▶ _本文_:
# # # # # # #

黒澤 ぼくもロケセットは好きなんですよ。セットはあまり好きじゃない。これについては小津(安二郎)さんとも話したの。小津さんはロケーションもセットみたいにしか撮れないというんですよ。山でも何でも静物画を撮るというのかな。でもぼくは「黒澤君はセットもロケーションみたいに撮っているね」と言われたぐらい。そういう点では、ぼくは他の人とはちょっと違うんだけど。それにぼくは表が出てくるシーンでは、表でセットを建てちゃいますしね。太陽の光線というのは、ライトではどうしても出ないんですよね。そういう点で、わりと候さんに近いんですよ。(164~165頁)

■《黒澤明 あるいは旗への偏愛 蓮實重彦 野上照代 伊丹十三》

蓮實 アノネ、僕は映画の中に旗が出てくるの、割合好きなんですね。好きというか、一番子供っぽいところでわくわくした気持になるんですね。ところがまた、最近の人たちが非常に旗を撮るのが下手なんですね、アノオ「幸福の黄色いハンカチ」というヤマダ・ヨージの作品の最後に、ここはどうしても黄色い旗がはためかないとまずいんですけどね、これがまるで駄目なの。旗のとらえ方といい、旗までの距離といい、映画的空間ゼロなんですね

野上 そうだったですね……もっとも、あの映画に関しては旗以外の不満もなくはないけど(笑)(207頁)

# # # # # # #

▶ _提供データ_:

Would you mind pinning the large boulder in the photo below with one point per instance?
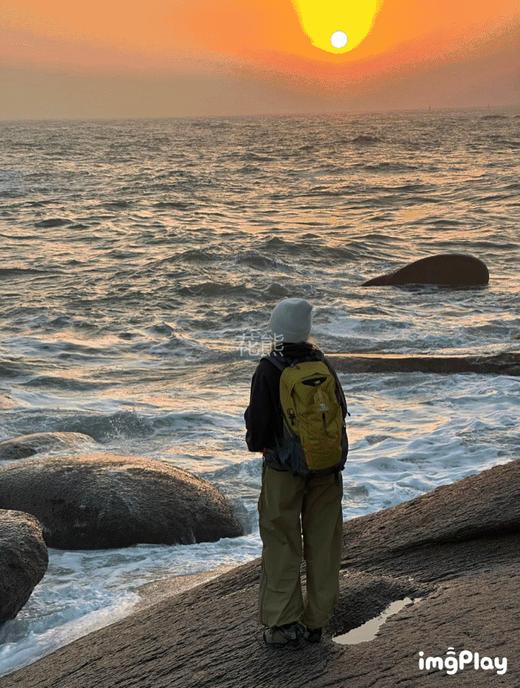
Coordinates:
(507, 363)
(445, 269)
(456, 549)
(98, 501)
(39, 442)
(23, 560)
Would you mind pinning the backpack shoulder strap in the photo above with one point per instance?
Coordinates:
(275, 360)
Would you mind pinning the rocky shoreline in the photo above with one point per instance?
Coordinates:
(457, 548)
(507, 363)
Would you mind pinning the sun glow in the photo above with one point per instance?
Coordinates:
(337, 26)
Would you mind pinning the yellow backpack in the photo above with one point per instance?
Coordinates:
(315, 438)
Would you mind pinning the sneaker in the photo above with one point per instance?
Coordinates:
(313, 635)
(288, 634)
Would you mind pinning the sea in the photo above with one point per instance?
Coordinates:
(140, 261)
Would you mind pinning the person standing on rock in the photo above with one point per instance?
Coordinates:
(296, 418)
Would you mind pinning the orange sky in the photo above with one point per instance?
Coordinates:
(99, 58)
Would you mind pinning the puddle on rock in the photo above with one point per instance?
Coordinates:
(369, 630)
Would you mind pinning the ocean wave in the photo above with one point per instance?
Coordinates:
(24, 272)
(366, 140)
(107, 427)
(52, 222)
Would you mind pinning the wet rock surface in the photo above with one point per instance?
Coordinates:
(98, 501)
(23, 560)
(507, 363)
(447, 269)
(457, 548)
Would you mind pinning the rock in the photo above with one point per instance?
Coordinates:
(37, 442)
(456, 548)
(23, 560)
(498, 364)
(448, 269)
(97, 501)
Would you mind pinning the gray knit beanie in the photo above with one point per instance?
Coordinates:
(291, 320)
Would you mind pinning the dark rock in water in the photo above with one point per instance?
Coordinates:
(97, 501)
(499, 364)
(28, 445)
(457, 549)
(449, 269)
(23, 560)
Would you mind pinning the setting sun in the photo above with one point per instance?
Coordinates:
(336, 26)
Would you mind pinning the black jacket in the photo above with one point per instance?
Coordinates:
(263, 416)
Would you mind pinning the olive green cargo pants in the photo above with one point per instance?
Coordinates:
(291, 506)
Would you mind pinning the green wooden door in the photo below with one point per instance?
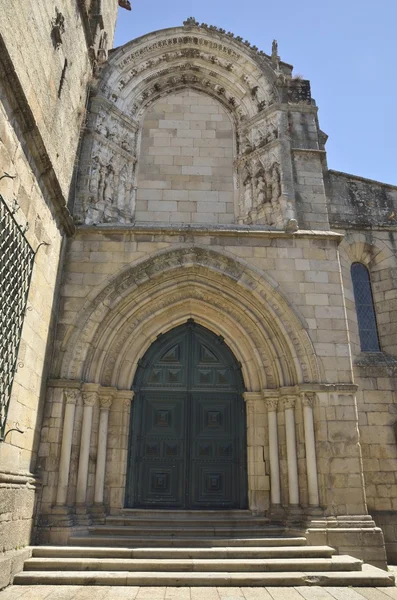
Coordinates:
(187, 447)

# # # # # # #

▶ _作業指示_:
1: 本文について、次の問いに答えてください。
(a) 小津さんは、ロケーションをどのようにしか撮れないと言ったか。
(b) 黒澤は、表が出てくるシーンではセットをどこに建てると述べているか。
(c) 蓮實が、最後に黄色い旗がはためかないとまずいと述べた作品の題名は何か。
2: 本文の「黒澤 ぼくもロケセットは好き」から「はないけど(笑)(207頁)」までを、「はないけど(笑)(207頁)」も含めて一字も変えずに出力してください。

▶ _解答一覧_:
1:
(a) セットみたいにしか撮れない。
(b) 表。
(c) 「幸福の黄色いハンカチ」。

2:
黒澤 ぼくもロケセットは好きなんですよ。セットはあまり好きじゃない。これについては小津(安二郎)さんとも話したの。小津さんはロケーションもセットみたいにしか撮れないというんですよ。山でも何でも静物画を撮るというのかな。でもぼくは「黒澤君はセットもロケーションみたいに撮っているね」と言われたぐらい。そういう点では、ぼくは他の人とはちょっと違うんだけど。それにぼくは表が出てくるシーンでは、表でセットを建てちゃいますしね。太陽の光線というのは、ライトではどうしても出ないんですよね。そういう点で、わりと候さんに近いんですよ。(164~165頁)

■《黒澤明 あるいは旗への偏愛 蓮實重彦 野上照代 伊丹十三》

蓮實 アノネ、僕は映画の中に旗が出てくるの、割合好きなんですね。好きというか、一番子供っぽいところでわくわくした気持になるんですね。ところがまた、最近の人たちが非常に旗を撮るのが下手なんですね、アノオ「幸福の黄色いハンカチ」というヤマダ・ヨージの作品の最後に、ここはどうしても黄色い旗がはためかないとまずいんですけどね、これがまるで駄目なの。旗のとらえ方といい、旗までの距離といい、映画的空間ゼロなんですね

野上 そうだったですね……もっとも、あの映画に関しては旗以外の不満もなくはないけど(笑)(207頁)